### [Activity A]
Reproduce the passage of the article on Tasmanian skilled migrants starting with "Mr Obi said" and going on through "holders to do.".
### [Activity B]
In the article on Tasmanian skilled migrants, what position does Edward Obi hold?
### [Activity C]
Write what comes next in the article on Tasmanian skilled migrants, picking up after its final sentence.

(Beginning of Selected extract)

Tasmanian skilled migrants facing job losses but no Centrelink

migrantsSkilled migrants who have lost their jobs due to the coronavirus will need the help of the community to get through, NTDC population attraction coordinator Edward Obi said.

Migrants in Tasmania pay tax, but they are not eligible for Centrelink or the federal government’s new $1500 fortnightly Jobkeeper wage subsidy that would allow them to stay employed.

There are over one million temporary visa holders nationwide and many have lost their jobs due Covid-19. They are now facing the prospect of trying to stay afloat with no government support.

Mr Obi said it would be up to the Launceston community to stand by its international members and fill the gap until the economy restarts.

“For instance, the University of Tasmania should support its students that need support,” he said.

“Employers should support the employees they’ve stood down. Landlords should waive rent for migrant tenants who can not pay rent. The community is going to be the only solution.”

Amal Rawanaka is a casual IT worker who expects to have his hours reduced. He is also an Uber driver, but work has dried up with no tourists, events, or nightlife.

He said he plans to access his superannuation to have enough money to make it through the Covid-19 shutdown period, which the government has made legal for temporary visa holders to do.

Mr Ranawaka is no longer on a working visa because his permanent residency is in the process of being completed, and he is not sure where he stands.

“At the moment it’s OK [in terms of work hours], but that could change in two or three weeks,” he said. “I’m pretty sure it’s going to be cut down.

“I spoke to my accountant because I heard that you can get the superannuation, but it’s so uncertain. He’s not 100 per cent sure how this process is going to happen.

“So I need to find out what is my eligibility. I don’t really understand myself.”

A Tasmanian group called 489 Visa Holders & 887 Visa Applicants has sent an open letter calling on the government to expand the support offered during the Covid-19 crisis to temporary visa holders.

“We need help from the government to survive same as other Australian citizens and residents,” the letter said.

“We are paying taxes, just like citizens and permanent residents. We have satisfied conditions of our provisional visa, i.e. settled and worked full time in regional areas. We have done the hard yards and became a part of this country. We are ready to develop further, continue to enjoy Australia and contribute to the nation’s wealth.

“As Centrelink is not helping any 489 visa holder and 887 visa applicants we are solely dependent on work income which we have lost in this crisis. Government support in this situation for us would be survival.”

(End of Selected extract)
(Beginning of Dataset excerpts)

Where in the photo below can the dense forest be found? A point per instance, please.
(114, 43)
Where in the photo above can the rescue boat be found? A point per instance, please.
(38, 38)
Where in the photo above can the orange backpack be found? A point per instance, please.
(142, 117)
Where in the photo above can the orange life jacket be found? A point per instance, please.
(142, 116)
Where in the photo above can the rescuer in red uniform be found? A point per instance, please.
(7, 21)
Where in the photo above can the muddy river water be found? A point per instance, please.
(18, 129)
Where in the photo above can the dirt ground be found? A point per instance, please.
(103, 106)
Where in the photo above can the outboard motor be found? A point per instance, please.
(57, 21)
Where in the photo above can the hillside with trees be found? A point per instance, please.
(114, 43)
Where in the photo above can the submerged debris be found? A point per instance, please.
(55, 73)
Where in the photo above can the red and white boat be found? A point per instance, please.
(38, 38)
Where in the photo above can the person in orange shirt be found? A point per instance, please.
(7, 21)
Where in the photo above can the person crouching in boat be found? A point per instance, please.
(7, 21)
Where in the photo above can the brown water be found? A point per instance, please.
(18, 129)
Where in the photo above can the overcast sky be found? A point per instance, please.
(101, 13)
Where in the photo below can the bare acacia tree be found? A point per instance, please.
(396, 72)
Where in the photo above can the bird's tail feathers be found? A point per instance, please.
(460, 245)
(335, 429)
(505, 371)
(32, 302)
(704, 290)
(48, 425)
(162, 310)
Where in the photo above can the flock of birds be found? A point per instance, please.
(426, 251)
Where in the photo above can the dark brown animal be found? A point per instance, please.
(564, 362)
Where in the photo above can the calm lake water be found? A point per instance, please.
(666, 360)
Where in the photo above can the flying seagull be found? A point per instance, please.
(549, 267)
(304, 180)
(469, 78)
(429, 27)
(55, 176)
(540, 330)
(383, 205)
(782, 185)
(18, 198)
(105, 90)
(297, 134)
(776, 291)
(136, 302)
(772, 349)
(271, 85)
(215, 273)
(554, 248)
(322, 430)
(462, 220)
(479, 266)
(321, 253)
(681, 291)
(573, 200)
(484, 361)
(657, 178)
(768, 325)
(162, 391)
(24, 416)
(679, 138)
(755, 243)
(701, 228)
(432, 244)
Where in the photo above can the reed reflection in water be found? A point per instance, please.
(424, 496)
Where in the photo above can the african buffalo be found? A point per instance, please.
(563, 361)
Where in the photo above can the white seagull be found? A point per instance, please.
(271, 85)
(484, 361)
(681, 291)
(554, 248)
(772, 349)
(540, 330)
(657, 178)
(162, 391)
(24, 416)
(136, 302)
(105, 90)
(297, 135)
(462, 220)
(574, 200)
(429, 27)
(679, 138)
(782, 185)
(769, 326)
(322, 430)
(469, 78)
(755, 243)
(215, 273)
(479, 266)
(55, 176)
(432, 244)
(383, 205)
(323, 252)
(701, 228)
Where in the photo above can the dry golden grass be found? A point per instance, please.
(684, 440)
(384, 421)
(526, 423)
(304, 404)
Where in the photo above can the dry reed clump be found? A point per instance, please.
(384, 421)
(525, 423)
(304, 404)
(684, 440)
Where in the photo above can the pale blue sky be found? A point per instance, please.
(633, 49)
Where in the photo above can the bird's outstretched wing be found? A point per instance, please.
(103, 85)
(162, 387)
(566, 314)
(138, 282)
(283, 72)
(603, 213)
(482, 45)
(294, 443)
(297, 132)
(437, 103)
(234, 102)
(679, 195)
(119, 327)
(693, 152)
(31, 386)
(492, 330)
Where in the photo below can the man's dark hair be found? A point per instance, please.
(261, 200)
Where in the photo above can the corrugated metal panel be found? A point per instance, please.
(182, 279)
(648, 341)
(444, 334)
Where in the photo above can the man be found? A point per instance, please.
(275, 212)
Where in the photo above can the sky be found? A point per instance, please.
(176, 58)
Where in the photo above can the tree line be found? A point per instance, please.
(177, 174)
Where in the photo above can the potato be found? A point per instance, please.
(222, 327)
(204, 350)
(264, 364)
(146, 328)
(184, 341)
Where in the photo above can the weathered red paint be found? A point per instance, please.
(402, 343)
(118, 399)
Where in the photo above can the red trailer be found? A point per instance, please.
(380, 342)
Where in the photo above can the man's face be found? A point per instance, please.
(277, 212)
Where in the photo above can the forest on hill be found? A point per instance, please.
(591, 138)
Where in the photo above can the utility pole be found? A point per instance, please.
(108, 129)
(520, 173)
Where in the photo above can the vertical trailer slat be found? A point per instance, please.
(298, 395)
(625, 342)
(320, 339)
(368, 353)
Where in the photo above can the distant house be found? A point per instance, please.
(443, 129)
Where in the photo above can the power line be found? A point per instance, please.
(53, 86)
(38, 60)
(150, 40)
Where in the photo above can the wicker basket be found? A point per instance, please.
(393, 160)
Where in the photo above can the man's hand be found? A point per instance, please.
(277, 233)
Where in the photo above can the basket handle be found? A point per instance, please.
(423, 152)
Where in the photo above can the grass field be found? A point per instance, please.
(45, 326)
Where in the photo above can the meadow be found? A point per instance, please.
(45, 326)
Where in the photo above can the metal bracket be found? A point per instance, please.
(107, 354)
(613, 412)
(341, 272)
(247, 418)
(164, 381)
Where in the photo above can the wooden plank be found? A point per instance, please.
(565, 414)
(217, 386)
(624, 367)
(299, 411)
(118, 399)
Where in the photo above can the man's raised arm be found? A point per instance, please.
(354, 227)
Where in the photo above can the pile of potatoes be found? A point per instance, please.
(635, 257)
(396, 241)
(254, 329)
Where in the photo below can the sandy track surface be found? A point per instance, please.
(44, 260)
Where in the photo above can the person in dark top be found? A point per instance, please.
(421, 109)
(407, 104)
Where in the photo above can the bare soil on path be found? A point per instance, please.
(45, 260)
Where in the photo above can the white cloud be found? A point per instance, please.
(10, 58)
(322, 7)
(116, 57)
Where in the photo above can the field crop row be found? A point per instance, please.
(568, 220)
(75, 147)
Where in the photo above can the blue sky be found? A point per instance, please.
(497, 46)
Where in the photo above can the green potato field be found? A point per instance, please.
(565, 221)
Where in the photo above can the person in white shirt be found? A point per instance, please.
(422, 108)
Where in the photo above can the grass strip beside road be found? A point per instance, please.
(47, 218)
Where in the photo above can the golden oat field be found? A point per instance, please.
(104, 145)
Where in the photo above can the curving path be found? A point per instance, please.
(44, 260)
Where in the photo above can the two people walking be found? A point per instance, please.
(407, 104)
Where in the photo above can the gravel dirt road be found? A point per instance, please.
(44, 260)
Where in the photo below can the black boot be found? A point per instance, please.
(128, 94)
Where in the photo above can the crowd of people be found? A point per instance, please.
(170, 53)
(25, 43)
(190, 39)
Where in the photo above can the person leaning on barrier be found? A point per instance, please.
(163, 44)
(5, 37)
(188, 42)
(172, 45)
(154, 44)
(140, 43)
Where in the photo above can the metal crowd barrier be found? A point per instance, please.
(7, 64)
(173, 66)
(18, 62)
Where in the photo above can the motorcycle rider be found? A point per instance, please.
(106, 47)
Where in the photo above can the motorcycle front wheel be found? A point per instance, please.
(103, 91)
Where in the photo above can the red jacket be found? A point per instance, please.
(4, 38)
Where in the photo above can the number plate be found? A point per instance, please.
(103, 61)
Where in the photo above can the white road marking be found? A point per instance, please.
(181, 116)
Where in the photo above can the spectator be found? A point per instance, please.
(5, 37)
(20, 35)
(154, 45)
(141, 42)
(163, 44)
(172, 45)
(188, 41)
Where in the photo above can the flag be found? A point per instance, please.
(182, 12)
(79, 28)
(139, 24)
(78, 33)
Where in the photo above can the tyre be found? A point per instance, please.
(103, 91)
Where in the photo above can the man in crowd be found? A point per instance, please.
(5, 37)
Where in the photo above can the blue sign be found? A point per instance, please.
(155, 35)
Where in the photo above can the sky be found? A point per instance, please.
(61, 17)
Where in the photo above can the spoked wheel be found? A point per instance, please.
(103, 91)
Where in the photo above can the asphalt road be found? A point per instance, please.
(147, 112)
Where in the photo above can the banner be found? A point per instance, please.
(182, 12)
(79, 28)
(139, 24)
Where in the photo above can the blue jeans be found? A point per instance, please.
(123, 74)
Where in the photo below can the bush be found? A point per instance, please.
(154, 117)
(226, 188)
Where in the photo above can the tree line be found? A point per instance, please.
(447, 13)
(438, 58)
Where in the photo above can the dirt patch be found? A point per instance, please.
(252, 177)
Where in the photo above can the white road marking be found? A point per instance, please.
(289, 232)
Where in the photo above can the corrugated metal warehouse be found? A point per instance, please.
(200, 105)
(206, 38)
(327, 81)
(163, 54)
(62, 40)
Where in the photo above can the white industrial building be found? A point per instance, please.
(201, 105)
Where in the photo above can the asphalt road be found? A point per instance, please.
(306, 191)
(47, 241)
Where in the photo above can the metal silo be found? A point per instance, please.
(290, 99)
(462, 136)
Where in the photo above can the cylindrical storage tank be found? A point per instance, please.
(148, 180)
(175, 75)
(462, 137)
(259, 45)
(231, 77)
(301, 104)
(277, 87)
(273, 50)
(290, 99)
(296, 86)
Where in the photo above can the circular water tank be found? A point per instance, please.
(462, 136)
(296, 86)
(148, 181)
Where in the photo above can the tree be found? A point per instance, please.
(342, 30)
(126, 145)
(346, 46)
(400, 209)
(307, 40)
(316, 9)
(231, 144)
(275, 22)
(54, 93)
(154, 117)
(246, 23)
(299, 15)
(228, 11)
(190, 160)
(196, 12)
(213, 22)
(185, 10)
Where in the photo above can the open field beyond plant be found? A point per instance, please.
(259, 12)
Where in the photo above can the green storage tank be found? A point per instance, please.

(End of Dataset excerpts)

### [Written response A]
Mr Obi said it would be up to the Launceston community to stand by its international members and fill the gap until the economy restarts.

“For instance, the University of Tasmania should support its students that need support,” he said.

“Employers should support the employees they’ve stood down. Landlords should waive rent for migrant tenants who can not pay rent. The community is going to be the only solution.”

Amal Rawanaka is a casual IT worker who expects to have his hours reduced. He is also an Uber driver, but work has dried up with no tourists, events, or nightlife.

He said he plans to access his superannuation to have enough money to make it through the Covid-19 shutdown period, which the government has made legal for temporary visa holders to do.

### [Written response B]
NTDC population attraction coordinator

### [Written response C]
Tasmanian Greens senator Nick McKim also said it was a health issue that there is a relatively large section of the population who is facing the potential of homelessness, or continuing to work in whatever jobs are available regardless of the coronavirus risk.

“You can’t self isolate if you are living on the street, and failure to urgently respond could cause a public health nightmare,” he said.

Prime Minister Scott Morrison said that international residents who are not able to support themselves should return to their home countries.

“It is time, as it has been now for some while … to make your way home and to ensure that you can receive the supports that are available where they are in your home countries,” he said.

“At this time, Australia must focus on its citizens and its residents to ensure that we can maximise the economic supports that we have.

“Our focus and our priority is on supporting Australians and Australian residents with the economic supports that are available.”

But Mr McKim said many temporary visa holders are not able to return to their home countries.

“Many of them have no income and no capacity to leave the country due to restrictions imposed in response to the pandemic, and face losing their homes and jobs,” he said.

Bass Liberal MHA Bridget Archer said she was listening to her constituents’ concerns.

“I have been engaging closely with local constituents, particularly those in our hospitality sector who have been impacted by this and I have been actively lobbying my ministerial colleagues for relief,” she said.

“I am pleased to have seen some measures rolled out to assist but I will keep advocating for additional measures if needed.”